TEXT SHOWN:
* * * * * * * * *

We all endure suffering, and we all lose loved ones. But are we all traumatized? According to Mark Epstein, a psychiatrist and well-known Buddhist practitioner writing in the pages of the New York Times last Sunday, we are indeed.
In an essay, “The Trauma of Being Alive,” Epstein describes the experience of his 88-year-old mother, who two years ago lost her husband of almost 60 years, and who still suffers from that loss, while those around her tell her that she must move on.
Epstein is absolutely right that while we all grieve, our culture frowns upon those who would wallow in it. We are expected to mourn, work through, and move on toward closure, tying it all up neatly. But it’s not so easy to do that. Loved ones, or painful episodes, linger on in our memory, pulling us away from our daily lives. “Mourning,” he rightly recognizes, “has no timetable.”
But in his effort to democratize trauma Epstein waters the term down, making it meaningless. He writes: “Trauma is not just the result of major disasters. It does not happen to only some people. An undercurrent of trauma runs through ordinary life, shot through as it is will the poignancy of impermanence.”
As most psychiatrists and social scientists use the term, “trauma” refers to an event that is shocking and disruptive, that exists “outside the range of human experience.” They consider wars, genocide, natural disasters, rape and other forms of violence to be traumatic because these events cause lasting injuries, and fundamentally change the way we see the world. “I was a different person before the [fill in the blank] event that changed my life” is the typical refrain of the traumatized. Trauma, in other words, is marked by a radical break between before and after.
If trauma is by its very definition the effect of an exceptionally jarring event, then the notion that common events as joblessness, homophobia, or even losing a loved one (through a typical death) makes little sense– however painful they may be for those who experience them. “We are all suffering from “pre-traumatic stress disorder,” says Epstein. But tell that to the thousands of soldiers returning from Iraq and Afghanistan, who suffer from painful flashbacks, nightmares, and an inability to speak of their experiences. And tell that to the survivors of the Holocaust and other genocides–and to survivors of rape.
I would rather live in a society that over-diagnoses trauma than one in which trauma is denied. We did live in such a society until fairly recently. Before the advent of the idea of “post-traumatic stress” diagnosis beginning in the 1970s (thanks to psychiatrist Robert Lifton and others who worked with Vietnam vets and others who endured war, and Judith Herman, who included domestic forms of violence such as rape and incest to the mix) trauma was often met with incomprehension–or denial. Holocaust survivors, we thought, simply needed jobs and families to get over their experiences, and become “normal” again. Rape victims had endured bad sexual experiences, and would quickly heal. Today, we know that these experiences often have enduring effects, and frequently haunt individuals for the rest of their lives.
While modern life brings life uncertainties to which we are all vulnerable, trauma is an exceptional state; to say otherwise does victims–and ourselves– a disservice.

* * * * * * * * *

RECORD EXTRACTS:
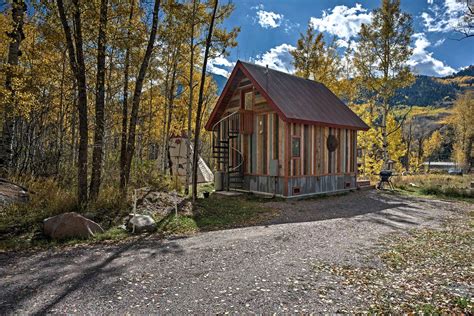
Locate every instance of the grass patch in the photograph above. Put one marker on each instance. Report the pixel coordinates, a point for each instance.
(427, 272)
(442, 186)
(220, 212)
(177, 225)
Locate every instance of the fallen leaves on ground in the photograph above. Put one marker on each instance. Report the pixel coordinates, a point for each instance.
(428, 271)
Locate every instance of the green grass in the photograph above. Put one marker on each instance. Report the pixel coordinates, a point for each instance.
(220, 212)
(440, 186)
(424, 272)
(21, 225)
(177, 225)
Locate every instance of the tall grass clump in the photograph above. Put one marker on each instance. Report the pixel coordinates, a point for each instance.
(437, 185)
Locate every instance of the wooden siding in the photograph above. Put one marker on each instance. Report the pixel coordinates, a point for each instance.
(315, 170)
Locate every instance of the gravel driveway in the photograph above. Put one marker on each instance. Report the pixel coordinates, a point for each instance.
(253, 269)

* * * * * * * * *

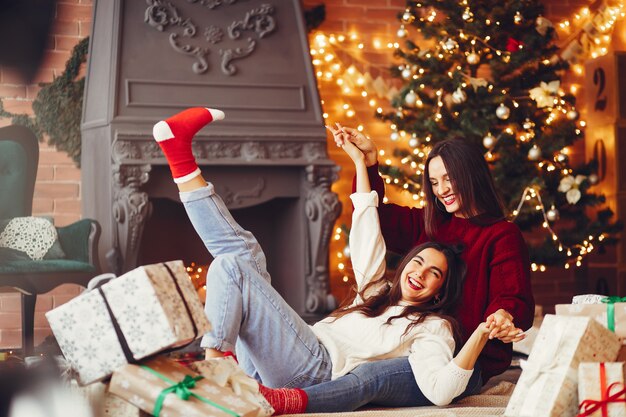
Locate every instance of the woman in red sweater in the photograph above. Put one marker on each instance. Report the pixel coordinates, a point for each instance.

* * * * * * * * *

REQUIRED WORK:
- 1) Do these statements agree with the text on trauma? For each, answer yes or no and quote the deciding words.
(a) Epstein's mother lost her husband two years ago.
(b) The writer prefers a society that under-diagnoses trauma.
(c) The post-traumatic stress diagnosis emerged in the 1980s.
- 2) Output the part of the text on trauma that starts at "As most psychiatrists" and ends at "before and after.".
The material has no connection to the text on trauma.

LIST OF SOLUTIONS:
- 1)
(a) Yes: "who two years ago lost her husband of almost 60 years"
(b) No: "I would rather live in a society that over-diagnoses trauma than one in which trauma is denied."
(c) No: "beginning in the 1970s"

- 2)
As most psychiatrists and social scientists use the term, “trauma” refers to an event that is shocking and disruptive, that exists “outside the range of human experience.” They consider wars, genocide, natural disasters, rape and other forms of violence to be traumatic because these events cause lasting injuries, and fundamentally change the way we see the world. “I was a different person before the [fill in the blank] event that changed my life” is the typical refrain of the traumatized. Trauma, in other words, is marked by a radical break between before and after.